• **Ações a realizar**:
• a. No tópico sobre o anemómetro, com que instrumento sugere AnDré experimentar a colocação do cata-vento?
• b. Prossiga o tópico sobre o anemómetro a partir do ponto em que termina.

• **Texto fornecido**:

━━━

# Anemómetro da Oregon



## cmg (23 Fev 2022 às 15:39)

Boas
Se calhar a minha dúvida é idiota mas cá vai.
Consegui arranjar um anemómetro para a minha estação mas o leme vem à parte, i.e., não vem colocado no respectivo eixo.
Uma vez que o corpo vem com a indicação do Norte para a orientação, a colocação do leme no eixo é só encaixar ou terá uma determinada posição no eixo para coincidir?
Obrigado
Cumps 

Enviado do meu SM-A516B através do Tapatalk


----------



## AnDré (25 Fev 2022 às 06:38)

Bom dia!  Estando o corpo da estação bem posicionado, à partida é só encaixar o cata-vento.

Mas nada como experimentar, com o auxílio de uma bússola.


----------



## cmg (25 Fev 2022 às 16:41)

━━━

• **Material fornecido**:
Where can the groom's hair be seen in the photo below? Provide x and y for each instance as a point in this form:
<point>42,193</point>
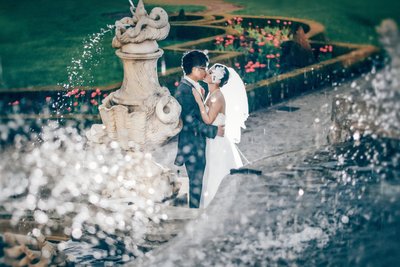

━━━

• **Respostas por tarefa**:
• a. Com uma bússola.

• b.
AnDré disse:


> Bom dia! Estando o corpo da estação bem posicionado, à partida é só encaixar o cata-vento.
> 
> Mas nada como experimentar, com o auxílio de uma bússola.


Obrigado.
Coloquei a pergunta para, quando mudar o anemómetro instalado e que deve ter o rolamento gripado mas que está a indicar somente a direcção do vento e que está um bocado alto, já ir com o novo "afinado".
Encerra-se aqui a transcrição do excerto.